Francesca
Albanese a été nommée, en mars 2022, rapporteuse spéciale de
l'ONU sur la situation des droits de l'homme dans les
territoires palestiniens occupés depuis 1967. Une nomination
immédiatement critiquée par Israël qui empêche
régulièrement toute enquête des Nations unies sur la
situation au Proche-Orient.
Elle
alerte sur la situation de Salah Hamouri, avocat, défenseur des
droits humains et chercheur franco-palestinien, qui a été
arrêté à son domicile de Jérusalem-Est, partie occupée de
la ville, et immédiatement incarcéré. Une détention
prolongée tous les trois mois depuis mars 2022 sans charges ni
procès.
Pourquoi
vous êtes-vous intéressée au cas de Salah Hamouri?
En
tant que rapporteuse spéciale sur la situation des droits humains
dans les territoires palestiniens occupés depuis 1967, je suis
censée me concentrer sur toute pratique arbitraire qui puisse
avoir un impact sur les droits humains. Dans ce contexte, le nom
de Salah Hamouri m'était bien entendu connu. Il est depuis
longtemps la victime de mesures carcérales excessives. Les
pratiques de détention sont souvent arbitraires. Et le cas de
l'avocat Salah Hamouri, loin d'être unique, apparaît
emblématique d'un système inique et aberrant. Depuis le 7 mars
2022, M. Hamouri a été placé en détention administrative,
c'est-à-dire sans inculpation ni procès, sur la base
d'informations secrètes. Auparavant, il a été pris pour cible
durant vingt ans, en le harcelant, en l'arrêtant de manière
arbitraire. La détention administrative de M. Hamouri est
emblématique des efforts d'Israël de contrôler au maximum le
peuple sous occupation et surtout réduire au silence les
défenseurs et défenseuses des droits humains et des droits des
Palestiniens. En fait, ces actes, qui équivalent à des
persécutions, empêchent les Palestiniens de jouir de leur droit
inaliénable à l'autodétermination, en limitant leur capacité
à s'affirmer en tant que peuple. De plus, le cas de Salah Hamouri
devient exceptionnel car il est susceptible de créer un
précédent juridique très dangereux. La résidence d'un
Palestinien de Jérusalem serait révoquée sur la base
d'éléments à charge ou d'accusations secrètes. Le défi est le
suivant?: si les autorités israéliennes venaient à agir
impunément avec un individu de nationalité européenne, il n'y
aurait plus rien qui pourrait les empêcher de continuer à
dépeupler Jérusalem de sa population arabe. Et c'est sur cela
que le silence de la France est assourdissant.

Annotations par points →
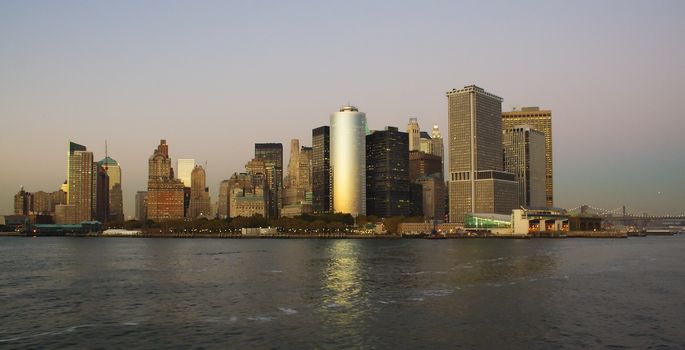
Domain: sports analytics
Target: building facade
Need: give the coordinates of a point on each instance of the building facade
(414, 133)
(348, 161)
(200, 203)
(165, 194)
(185, 167)
(477, 182)
(524, 156)
(272, 155)
(540, 120)
(141, 206)
(321, 170)
(116, 198)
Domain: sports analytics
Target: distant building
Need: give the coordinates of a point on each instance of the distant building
(165, 194)
(141, 206)
(116, 199)
(423, 164)
(438, 148)
(321, 170)
(200, 203)
(185, 169)
(81, 177)
(414, 133)
(272, 155)
(23, 202)
(387, 173)
(348, 161)
(433, 192)
(524, 156)
(540, 120)
(222, 205)
(477, 182)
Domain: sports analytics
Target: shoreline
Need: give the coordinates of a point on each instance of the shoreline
(181, 235)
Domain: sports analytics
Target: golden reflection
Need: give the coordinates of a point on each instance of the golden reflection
(341, 277)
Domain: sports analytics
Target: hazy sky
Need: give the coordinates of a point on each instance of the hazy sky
(213, 78)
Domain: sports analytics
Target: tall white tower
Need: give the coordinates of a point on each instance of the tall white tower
(348, 161)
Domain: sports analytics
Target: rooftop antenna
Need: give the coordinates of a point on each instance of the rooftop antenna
(106, 156)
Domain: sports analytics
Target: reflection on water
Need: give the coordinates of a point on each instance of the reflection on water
(157, 293)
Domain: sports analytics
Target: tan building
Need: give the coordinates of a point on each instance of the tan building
(477, 182)
(199, 195)
(524, 156)
(81, 179)
(540, 120)
(164, 197)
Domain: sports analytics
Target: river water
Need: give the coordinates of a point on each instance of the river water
(297, 294)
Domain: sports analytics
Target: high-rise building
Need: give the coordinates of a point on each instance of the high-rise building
(433, 197)
(423, 164)
(222, 205)
(81, 179)
(116, 199)
(100, 200)
(425, 143)
(524, 156)
(540, 120)
(185, 169)
(321, 170)
(387, 173)
(23, 202)
(438, 148)
(272, 155)
(165, 194)
(477, 182)
(141, 206)
(200, 203)
(414, 133)
(348, 161)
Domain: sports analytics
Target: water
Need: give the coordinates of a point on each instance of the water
(203, 293)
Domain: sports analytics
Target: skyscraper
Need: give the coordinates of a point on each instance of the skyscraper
(164, 193)
(185, 168)
(524, 155)
(199, 195)
(272, 155)
(141, 207)
(116, 206)
(540, 120)
(414, 133)
(387, 173)
(321, 170)
(81, 182)
(477, 182)
(438, 148)
(348, 161)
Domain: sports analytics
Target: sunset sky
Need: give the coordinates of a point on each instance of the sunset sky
(213, 78)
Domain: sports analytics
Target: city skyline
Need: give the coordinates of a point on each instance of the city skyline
(623, 162)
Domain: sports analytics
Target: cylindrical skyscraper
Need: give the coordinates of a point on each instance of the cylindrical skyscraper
(348, 161)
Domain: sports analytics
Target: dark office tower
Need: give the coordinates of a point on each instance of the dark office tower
(477, 182)
(116, 206)
(524, 155)
(141, 207)
(272, 155)
(424, 164)
(81, 180)
(387, 173)
(23, 202)
(321, 170)
(540, 120)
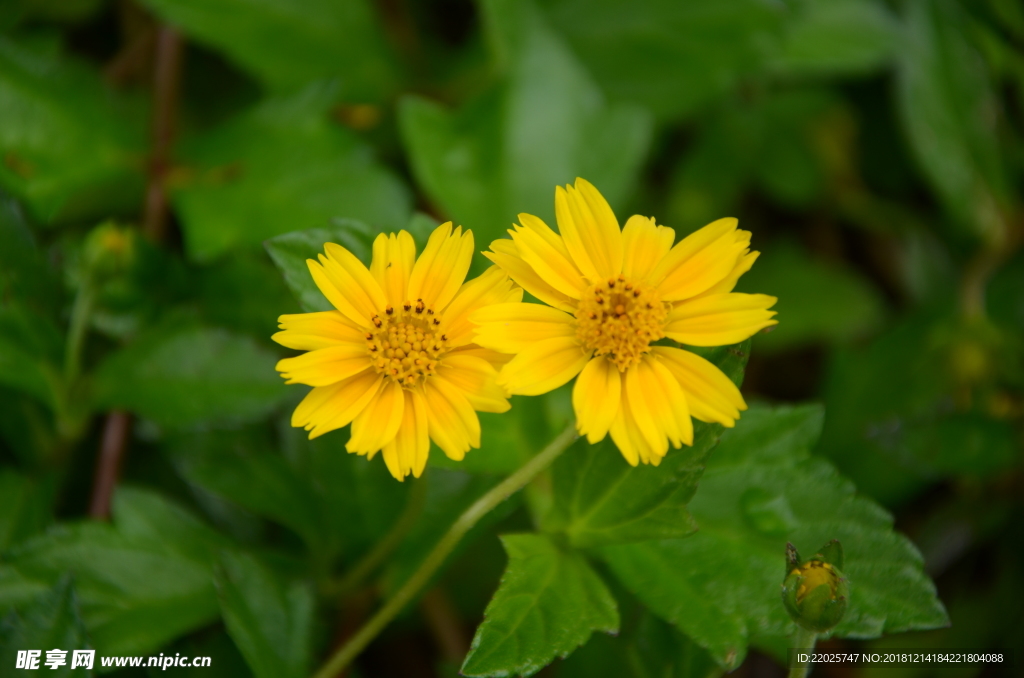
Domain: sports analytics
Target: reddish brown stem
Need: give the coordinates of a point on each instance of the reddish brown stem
(166, 80)
(116, 431)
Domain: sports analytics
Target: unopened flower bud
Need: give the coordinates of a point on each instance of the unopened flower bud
(815, 592)
(109, 250)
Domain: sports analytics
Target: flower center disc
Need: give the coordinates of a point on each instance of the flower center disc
(620, 320)
(407, 345)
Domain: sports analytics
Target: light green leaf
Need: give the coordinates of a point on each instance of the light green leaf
(817, 301)
(283, 166)
(837, 37)
(545, 124)
(671, 55)
(50, 621)
(762, 489)
(290, 252)
(269, 620)
(287, 43)
(600, 499)
(548, 604)
(947, 104)
(70, 150)
(141, 582)
(25, 507)
(185, 376)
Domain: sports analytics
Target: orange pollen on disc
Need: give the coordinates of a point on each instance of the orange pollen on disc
(408, 343)
(621, 319)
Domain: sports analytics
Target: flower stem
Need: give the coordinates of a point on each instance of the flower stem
(802, 640)
(435, 558)
(354, 577)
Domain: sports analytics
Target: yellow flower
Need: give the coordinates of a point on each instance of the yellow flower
(396, 357)
(612, 294)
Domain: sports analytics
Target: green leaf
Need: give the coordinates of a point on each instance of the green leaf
(283, 166)
(70, 150)
(246, 471)
(448, 495)
(548, 604)
(50, 621)
(761, 490)
(30, 346)
(837, 37)
(600, 499)
(185, 376)
(947, 103)
(269, 620)
(669, 55)
(141, 582)
(291, 42)
(817, 302)
(25, 507)
(290, 252)
(545, 124)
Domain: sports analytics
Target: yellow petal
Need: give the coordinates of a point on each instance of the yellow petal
(454, 425)
(353, 279)
(712, 395)
(477, 380)
(595, 398)
(698, 261)
(544, 367)
(312, 331)
(644, 245)
(379, 422)
(505, 255)
(439, 271)
(326, 366)
(720, 320)
(651, 423)
(394, 257)
(408, 452)
(329, 408)
(514, 328)
(493, 287)
(743, 263)
(550, 264)
(667, 400)
(590, 230)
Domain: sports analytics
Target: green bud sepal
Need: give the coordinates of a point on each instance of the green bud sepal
(814, 591)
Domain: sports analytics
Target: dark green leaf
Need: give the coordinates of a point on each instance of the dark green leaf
(25, 507)
(29, 348)
(48, 622)
(669, 55)
(141, 582)
(283, 166)
(600, 499)
(544, 125)
(762, 489)
(290, 252)
(548, 604)
(946, 101)
(291, 42)
(248, 472)
(270, 621)
(181, 377)
(837, 37)
(69, 150)
(817, 302)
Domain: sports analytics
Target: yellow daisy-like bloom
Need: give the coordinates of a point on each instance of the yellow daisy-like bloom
(396, 359)
(612, 294)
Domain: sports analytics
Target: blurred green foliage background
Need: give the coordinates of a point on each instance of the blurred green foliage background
(148, 149)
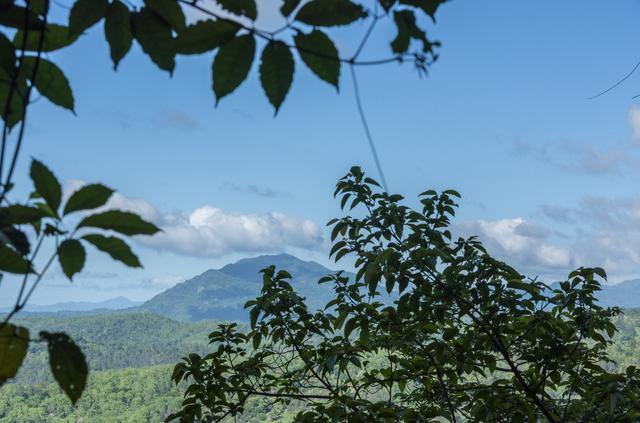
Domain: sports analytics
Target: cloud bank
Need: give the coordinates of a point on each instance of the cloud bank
(209, 231)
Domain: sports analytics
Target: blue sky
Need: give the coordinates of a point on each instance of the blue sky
(548, 177)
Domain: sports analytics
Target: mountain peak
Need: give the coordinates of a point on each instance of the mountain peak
(249, 268)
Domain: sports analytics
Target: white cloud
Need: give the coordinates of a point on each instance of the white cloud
(212, 232)
(634, 122)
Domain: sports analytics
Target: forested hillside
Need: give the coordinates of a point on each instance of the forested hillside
(221, 294)
(116, 340)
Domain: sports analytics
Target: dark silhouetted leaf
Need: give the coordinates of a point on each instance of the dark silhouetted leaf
(86, 13)
(55, 37)
(115, 247)
(18, 214)
(205, 36)
(155, 38)
(407, 29)
(117, 30)
(232, 64)
(14, 17)
(7, 55)
(170, 11)
(126, 223)
(330, 12)
(12, 262)
(288, 7)
(88, 197)
(276, 72)
(387, 4)
(46, 184)
(50, 81)
(14, 341)
(12, 104)
(240, 7)
(68, 364)
(15, 237)
(72, 256)
(320, 54)
(430, 7)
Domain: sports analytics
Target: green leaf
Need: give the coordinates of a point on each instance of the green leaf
(407, 29)
(276, 72)
(88, 197)
(46, 184)
(117, 30)
(240, 7)
(387, 4)
(320, 54)
(67, 363)
(330, 12)
(12, 109)
(155, 38)
(126, 223)
(50, 81)
(86, 13)
(205, 36)
(15, 237)
(288, 7)
(14, 341)
(12, 262)
(72, 256)
(115, 247)
(18, 214)
(430, 7)
(55, 37)
(7, 55)
(232, 64)
(170, 11)
(14, 17)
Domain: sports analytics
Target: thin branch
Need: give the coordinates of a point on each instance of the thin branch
(367, 132)
(627, 76)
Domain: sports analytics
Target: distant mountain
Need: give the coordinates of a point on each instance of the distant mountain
(118, 303)
(221, 294)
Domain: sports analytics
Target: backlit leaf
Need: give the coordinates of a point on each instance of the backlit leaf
(117, 30)
(204, 36)
(155, 38)
(240, 7)
(126, 223)
(86, 13)
(276, 72)
(170, 11)
(72, 256)
(330, 12)
(68, 364)
(115, 247)
(320, 54)
(46, 184)
(88, 197)
(14, 341)
(50, 81)
(232, 64)
(55, 37)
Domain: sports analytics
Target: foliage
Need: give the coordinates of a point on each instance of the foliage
(45, 215)
(117, 340)
(221, 294)
(468, 339)
(113, 340)
(160, 28)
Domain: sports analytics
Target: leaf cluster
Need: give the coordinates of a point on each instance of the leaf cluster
(466, 338)
(70, 224)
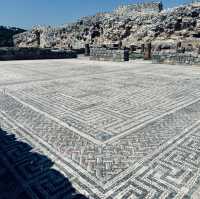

CONSIGNES ÉCRITES →
**A.** Dénombrez les lignes de la liste qui contiennent la chaîne « branch ». Donnez uniquement ce nombre.
**B.** Reprenez le texte sur Salah Hamouri et poursuivez-le à partir de sa dernière phrase.
Le texte sur Salah Hamouri et la liste n'ont aucun rapport entre eux.

RÉPONSES SUCCESSIVES →
**A.** 2

**B.**
Dans
un communiqué, vous avez expliqué que "?les pratiques de
détention auxquelles M. Hamouri est soumis ne sont pas seulement
illégales?: elles sont sadiques?". De quoi s'agit-il??
Nous
avons déterminé que les pratiques contre M. Hamouri sont
sadiques. Car les représailles contre ce juriste se sont
intensifiées depuis qu'il est devenu défenseur des droits
humains et avocat au sein d'Addameer, l'organisation de la
société civile palestinienne qui s'occupe des droits des
prisonniers. L'année dernière, elle a été désignée, comme
organisation terroriste - sans preuves - par Israël. Après son
appel au président Emmanuel Macron en juillet, en tant que
citoyen français, les autorités israéliennes l'ont transféré
de force, de manière inhumaine, dans une prison de haute
sécurité, Hadarim, dans le centre d'Israël. Il a été
catégorisé comme "?prisonnier à haut risque?".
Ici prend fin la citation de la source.